- **Exercise passage**
***

Patterson was the first architect to become a member of the Montana Society of Engineers. He married twice; his first wife, married in 1883, was Theresa Anna Scott, of Savannah, Ohio, who bore him twins, Charles and Bessie. They were born in 1886, and their mother died when they were a month old. In 1891 he was married to Miss Jeannette Willamson Andrews, of Chillicothe, Ohio. Patterson was active in the Presbyterian Church in Butte and in 1901 he was appointed to represent Montana in the national executive committee of the Sunday School union. He was also a patron of baseball teams in Butte.

Patterson arrived in southern California about 1905, where he specialized in churches, although he also designed at least one theater, and hotels, residences, and other buildings. He died in Los Angeles October 20, 1928.

Partial list of Butte and southwest Montana buildings designed by Patterson, in whole or part:

Public library, Presbyterian Church, Inter-Mountain building, old Silver Bow Block, Broadway theater, Murray hospital, Mantle building. William Andrews Clark Jr. mansion, Curtis Music Hall, Lynch & Major's building, Columbia Gardens pavilion, Bowes block (destroyed by fire in 1889), Deer Lodge county court house at Anaconda, Good Templars Lodge, Hamilton Block, Stephens Block, Neuberg home (411 W. Broadway), 635 West Granite, 112 S. Main, original Thornton Hotel (53 E. Broadway), 123-125 N. Main, Kenwood Block.

Among the numerous buildings Patterson designed in Southern California, two of the most notable are the First Congregational Church in Long Beach and the Immanuel Presbyterian Church on Wilshire Boulevard. Additional photos can be found here.

Resources: Progressive Men of the State of Montana (1901); The Architect & Engineer magazine, Nov. 1928; Historic Uptown Butte by John DeHaas, Jr., 1977; Butte city directories. Photo by Richard Gibson.

Marcus Daly Statue

By Richard I. Gibson

Sculptor: Augustus St. Gaudens
Date: 1906, moved 1941

The statue of Marcus Daly, in Park Street at the edge of the Montana Tech campus, celebrates one of Butte’s Copper Kings. Irish-born Daly (born December 5, 1841, emigrated from County Cavan in 1856) came to Butte from Nevada’s Comstock Lode. He worked for the Walker Brothers at the Alice Silver Mine in Walkerville, where he made enough money to invest for himself in the Anaconda Mine, on the Butte Hill. In 1882, with demand for copper soaring to provide wiring for telephones and electricity, Daly’s discovery of the Anaconda copper vein marked the beginning of one of the largest mining companies in the world. Daly died November 12, 1900.

***

- **Available data**
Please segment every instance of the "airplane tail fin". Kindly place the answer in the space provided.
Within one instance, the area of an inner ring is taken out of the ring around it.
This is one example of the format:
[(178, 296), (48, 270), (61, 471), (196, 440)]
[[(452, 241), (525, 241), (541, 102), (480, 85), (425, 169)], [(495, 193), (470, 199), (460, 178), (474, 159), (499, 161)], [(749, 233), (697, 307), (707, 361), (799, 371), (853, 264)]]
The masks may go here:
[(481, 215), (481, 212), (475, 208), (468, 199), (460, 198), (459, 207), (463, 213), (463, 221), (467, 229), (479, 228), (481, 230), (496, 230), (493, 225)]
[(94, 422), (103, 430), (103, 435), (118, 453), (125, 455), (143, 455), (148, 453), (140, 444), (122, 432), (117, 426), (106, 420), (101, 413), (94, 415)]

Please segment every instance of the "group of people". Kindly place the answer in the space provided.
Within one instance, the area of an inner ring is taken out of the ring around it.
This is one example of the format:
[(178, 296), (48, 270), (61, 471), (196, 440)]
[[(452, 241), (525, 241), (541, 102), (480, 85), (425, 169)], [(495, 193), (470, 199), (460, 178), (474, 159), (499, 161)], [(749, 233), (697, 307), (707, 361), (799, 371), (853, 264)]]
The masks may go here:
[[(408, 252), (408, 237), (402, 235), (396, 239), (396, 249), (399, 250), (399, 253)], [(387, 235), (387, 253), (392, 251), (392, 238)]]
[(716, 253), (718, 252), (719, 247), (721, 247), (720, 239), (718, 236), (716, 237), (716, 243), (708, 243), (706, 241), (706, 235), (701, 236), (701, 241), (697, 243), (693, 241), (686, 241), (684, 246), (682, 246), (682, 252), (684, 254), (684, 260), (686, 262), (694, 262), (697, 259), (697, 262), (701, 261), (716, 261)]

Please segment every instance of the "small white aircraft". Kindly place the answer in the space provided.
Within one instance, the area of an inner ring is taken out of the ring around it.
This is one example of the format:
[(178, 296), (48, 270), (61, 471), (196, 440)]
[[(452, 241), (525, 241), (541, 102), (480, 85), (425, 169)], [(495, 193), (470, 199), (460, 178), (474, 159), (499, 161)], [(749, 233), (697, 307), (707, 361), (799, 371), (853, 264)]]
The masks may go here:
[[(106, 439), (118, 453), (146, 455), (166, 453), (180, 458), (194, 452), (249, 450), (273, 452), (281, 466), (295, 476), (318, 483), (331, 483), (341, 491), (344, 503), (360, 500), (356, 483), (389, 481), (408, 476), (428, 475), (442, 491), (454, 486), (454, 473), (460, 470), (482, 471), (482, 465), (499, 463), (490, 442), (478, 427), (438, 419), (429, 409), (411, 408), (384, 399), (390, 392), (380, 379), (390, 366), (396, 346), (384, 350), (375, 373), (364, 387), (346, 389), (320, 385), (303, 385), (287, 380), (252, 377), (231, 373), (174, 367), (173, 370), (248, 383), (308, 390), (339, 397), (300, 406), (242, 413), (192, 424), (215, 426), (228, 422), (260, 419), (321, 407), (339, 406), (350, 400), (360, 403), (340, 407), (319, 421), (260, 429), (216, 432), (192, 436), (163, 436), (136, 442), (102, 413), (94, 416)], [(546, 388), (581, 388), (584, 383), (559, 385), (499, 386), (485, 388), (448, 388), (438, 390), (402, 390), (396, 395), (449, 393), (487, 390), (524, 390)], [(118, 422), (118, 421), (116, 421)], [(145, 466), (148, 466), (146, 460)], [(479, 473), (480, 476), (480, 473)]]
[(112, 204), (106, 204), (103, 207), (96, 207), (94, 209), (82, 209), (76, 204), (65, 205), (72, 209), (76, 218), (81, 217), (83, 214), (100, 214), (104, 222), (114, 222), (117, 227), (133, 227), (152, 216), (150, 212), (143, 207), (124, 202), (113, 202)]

***

- **Work request**
Quote word for word the stretch of the Butte history passage from "The statue of" through "November 12, 1900.".

- **Result for this exercise**
The statue of Marcus Daly, in Park Street at the edge of the Montana Tech campus, celebrates one of Butte’s Copper Kings. Irish-born Daly (born December 5, 1841, emigrated from County Cavan in 1856) came to Butte from Nevada’s Comstock Lode. He worked for the Walker Brothers at the Alice Silver Mine in Walkerville, where he made enough money to invest for himself in the Anaconda Mine, on the Butte Hill. In 1882, with demand for copper soaring to provide wiring for telephones and electricity, Daly’s discovery of the Anaconda copper vein marked the beginning of one of the largest mining companies in the world. Daly died November 12, 1900.